▽

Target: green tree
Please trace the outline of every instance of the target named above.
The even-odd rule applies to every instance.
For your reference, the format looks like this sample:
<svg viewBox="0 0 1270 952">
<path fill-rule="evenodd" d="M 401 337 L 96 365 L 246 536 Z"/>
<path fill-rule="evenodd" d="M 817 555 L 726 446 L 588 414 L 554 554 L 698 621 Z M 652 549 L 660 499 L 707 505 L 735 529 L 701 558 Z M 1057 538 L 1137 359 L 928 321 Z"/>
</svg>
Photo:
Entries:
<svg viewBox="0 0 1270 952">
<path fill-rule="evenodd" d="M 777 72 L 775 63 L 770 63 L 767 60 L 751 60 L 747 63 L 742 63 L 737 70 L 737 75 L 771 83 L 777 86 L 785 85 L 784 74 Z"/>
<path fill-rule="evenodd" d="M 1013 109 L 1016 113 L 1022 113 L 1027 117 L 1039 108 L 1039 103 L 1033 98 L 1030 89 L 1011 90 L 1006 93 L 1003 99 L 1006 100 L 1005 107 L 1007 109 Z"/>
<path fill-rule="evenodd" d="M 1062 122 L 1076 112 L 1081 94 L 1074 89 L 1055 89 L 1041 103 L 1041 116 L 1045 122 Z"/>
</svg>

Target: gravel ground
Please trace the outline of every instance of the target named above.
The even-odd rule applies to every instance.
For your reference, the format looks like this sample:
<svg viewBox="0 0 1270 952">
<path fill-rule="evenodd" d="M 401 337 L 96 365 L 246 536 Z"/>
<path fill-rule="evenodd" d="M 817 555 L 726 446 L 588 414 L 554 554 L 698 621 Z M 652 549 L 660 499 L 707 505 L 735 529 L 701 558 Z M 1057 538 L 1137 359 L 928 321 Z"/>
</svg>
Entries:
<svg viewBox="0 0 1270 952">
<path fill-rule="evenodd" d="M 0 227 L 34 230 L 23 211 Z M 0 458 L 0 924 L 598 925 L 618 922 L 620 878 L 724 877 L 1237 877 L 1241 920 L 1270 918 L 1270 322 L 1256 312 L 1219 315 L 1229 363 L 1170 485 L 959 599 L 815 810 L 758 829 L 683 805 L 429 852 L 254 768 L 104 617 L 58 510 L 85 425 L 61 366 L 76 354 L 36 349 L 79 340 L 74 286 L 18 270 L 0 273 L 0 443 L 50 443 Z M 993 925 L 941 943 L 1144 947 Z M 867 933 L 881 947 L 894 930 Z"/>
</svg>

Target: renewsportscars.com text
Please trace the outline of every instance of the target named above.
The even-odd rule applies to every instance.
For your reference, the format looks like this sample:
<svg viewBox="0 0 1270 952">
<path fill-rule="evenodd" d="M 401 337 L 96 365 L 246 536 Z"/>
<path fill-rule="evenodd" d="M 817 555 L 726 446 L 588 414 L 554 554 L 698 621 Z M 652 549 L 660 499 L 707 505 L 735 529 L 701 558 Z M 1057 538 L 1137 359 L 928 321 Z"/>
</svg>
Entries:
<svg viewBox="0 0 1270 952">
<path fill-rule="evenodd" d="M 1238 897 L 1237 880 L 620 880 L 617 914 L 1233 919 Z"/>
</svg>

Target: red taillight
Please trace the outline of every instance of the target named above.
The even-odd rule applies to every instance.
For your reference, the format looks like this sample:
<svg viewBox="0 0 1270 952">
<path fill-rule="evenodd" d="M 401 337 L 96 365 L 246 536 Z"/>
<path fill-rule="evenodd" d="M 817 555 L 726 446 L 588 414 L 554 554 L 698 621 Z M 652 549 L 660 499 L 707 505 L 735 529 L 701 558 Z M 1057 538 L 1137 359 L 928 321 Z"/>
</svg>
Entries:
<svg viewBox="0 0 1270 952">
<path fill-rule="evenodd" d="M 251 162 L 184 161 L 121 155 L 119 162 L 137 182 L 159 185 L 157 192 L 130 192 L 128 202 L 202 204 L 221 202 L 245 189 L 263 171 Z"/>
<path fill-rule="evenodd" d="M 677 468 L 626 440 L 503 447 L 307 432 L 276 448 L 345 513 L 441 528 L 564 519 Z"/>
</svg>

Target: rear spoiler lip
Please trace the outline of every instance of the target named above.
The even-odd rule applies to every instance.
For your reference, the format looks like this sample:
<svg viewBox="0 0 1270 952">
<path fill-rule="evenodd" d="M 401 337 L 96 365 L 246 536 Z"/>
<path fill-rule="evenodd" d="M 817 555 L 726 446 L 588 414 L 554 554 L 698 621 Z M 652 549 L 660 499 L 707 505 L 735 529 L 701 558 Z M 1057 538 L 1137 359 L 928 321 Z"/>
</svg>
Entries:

△

▶ **What to produce**: Reproduce all of the data above, substituting "draw the boundary" for every "trace the outline" and keeping everything else identical.

▶ **Output**:
Target: green tree
Please draw the boundary of every instance of the target named above.
The even-odd rule applies to every instance.
For your reference, the format looks like this sample:
<svg viewBox="0 0 1270 952">
<path fill-rule="evenodd" d="M 401 337 L 96 365 L 246 536 Z"/>
<path fill-rule="evenodd" d="M 817 555 L 726 446 L 588 414 L 554 554 L 698 621 Z M 652 549 L 660 499 L 707 505 L 735 529 L 701 558 Z M 1057 538 L 1137 359 L 928 321 Z"/>
</svg>
Photo:
Entries:
<svg viewBox="0 0 1270 952">
<path fill-rule="evenodd" d="M 777 72 L 775 63 L 770 63 L 767 60 L 751 60 L 747 63 L 742 63 L 737 70 L 737 75 L 771 83 L 777 86 L 785 85 L 784 74 Z"/>
<path fill-rule="evenodd" d="M 1013 109 L 1016 113 L 1022 113 L 1027 117 L 1039 108 L 1039 103 L 1033 98 L 1030 89 L 1011 90 L 1006 93 L 1003 99 L 1006 100 L 1005 107 L 1007 109 Z"/>
<path fill-rule="evenodd" d="M 1062 122 L 1076 112 L 1081 94 L 1074 89 L 1055 89 L 1041 103 L 1041 116 L 1045 122 Z"/>
</svg>

Target: gravel ground
Please draw the boundary of every instance of the target named above.
The even-odd rule applies to every instance.
For your reference, the format looks like this sample:
<svg viewBox="0 0 1270 952">
<path fill-rule="evenodd" d="M 401 337 L 96 365 L 246 536 Z"/>
<path fill-rule="evenodd" d="M 817 555 L 726 446 L 588 414 L 554 554 L 698 621 Z M 652 549 L 660 499 L 707 505 L 735 529 L 701 558 Z M 1057 538 L 1137 359 L 928 321 Z"/>
</svg>
Entries:
<svg viewBox="0 0 1270 952">
<path fill-rule="evenodd" d="M 0 227 L 34 230 L 23 211 Z M 0 458 L 0 924 L 598 925 L 618 922 L 620 878 L 724 877 L 1237 877 L 1241 920 L 1270 918 L 1270 322 L 1256 312 L 1219 315 L 1229 363 L 1170 485 L 959 599 L 815 810 L 758 829 L 683 805 L 429 852 L 254 768 L 104 617 L 58 510 L 85 425 L 61 366 L 76 354 L 36 349 L 79 340 L 74 286 L 18 270 L 0 273 L 0 443 L 50 443 Z M 993 925 L 941 943 L 1144 947 Z M 867 933 L 881 947 L 894 930 Z"/>
</svg>

Target: renewsportscars.com text
Please draw the boundary of every instance of the target named above.
The even-odd rule applies to every instance.
For your reference, the format looks like this sample:
<svg viewBox="0 0 1270 952">
<path fill-rule="evenodd" d="M 401 337 L 96 365 L 246 536 Z"/>
<path fill-rule="evenodd" d="M 817 555 L 726 446 L 588 414 L 554 554 L 698 621 Z M 652 549 L 660 499 L 707 505 L 735 529 L 701 558 Z M 1057 538 L 1137 359 L 928 321 Z"/>
</svg>
Entries:
<svg viewBox="0 0 1270 952">
<path fill-rule="evenodd" d="M 1238 897 L 1237 880 L 620 880 L 617 914 L 1233 919 Z"/>
</svg>

Target: red taillight
Please draw the boundary of every instance of the target named above.
The even-odd rule applies to every instance.
For your reference, the format looks like this sample:
<svg viewBox="0 0 1270 952">
<path fill-rule="evenodd" d="M 401 337 L 96 365 L 246 536 Z"/>
<path fill-rule="evenodd" d="M 817 555 L 726 446 L 588 414 L 554 554 L 698 621 Z M 652 549 L 660 499 L 707 505 L 735 529 L 701 558 Z M 1057 538 L 1137 359 L 928 321 Z"/>
</svg>
Entries:
<svg viewBox="0 0 1270 952">
<path fill-rule="evenodd" d="M 251 162 L 184 161 L 121 155 L 119 162 L 137 182 L 159 185 L 157 192 L 130 192 L 128 202 L 202 204 L 221 202 L 245 189 L 263 171 Z"/>
<path fill-rule="evenodd" d="M 677 468 L 626 440 L 503 447 L 307 432 L 276 448 L 345 513 L 441 528 L 564 519 Z"/>
</svg>

Target: rear spoiler lip
Please draw the boundary of every instance of the target named above.
The even-odd rule applies to every instance.
For your reference, the format looks like this sample:
<svg viewBox="0 0 1270 952">
<path fill-rule="evenodd" d="M 401 337 L 96 365 L 246 536 Z"/>
<path fill-rule="evenodd" d="M 817 555 L 726 446 L 588 414 L 554 554 L 698 621 Z M 652 549 L 660 499 L 707 505 L 735 529 L 701 558 Z M 1057 538 L 1137 359 L 928 321 Z"/>
</svg>
Entries:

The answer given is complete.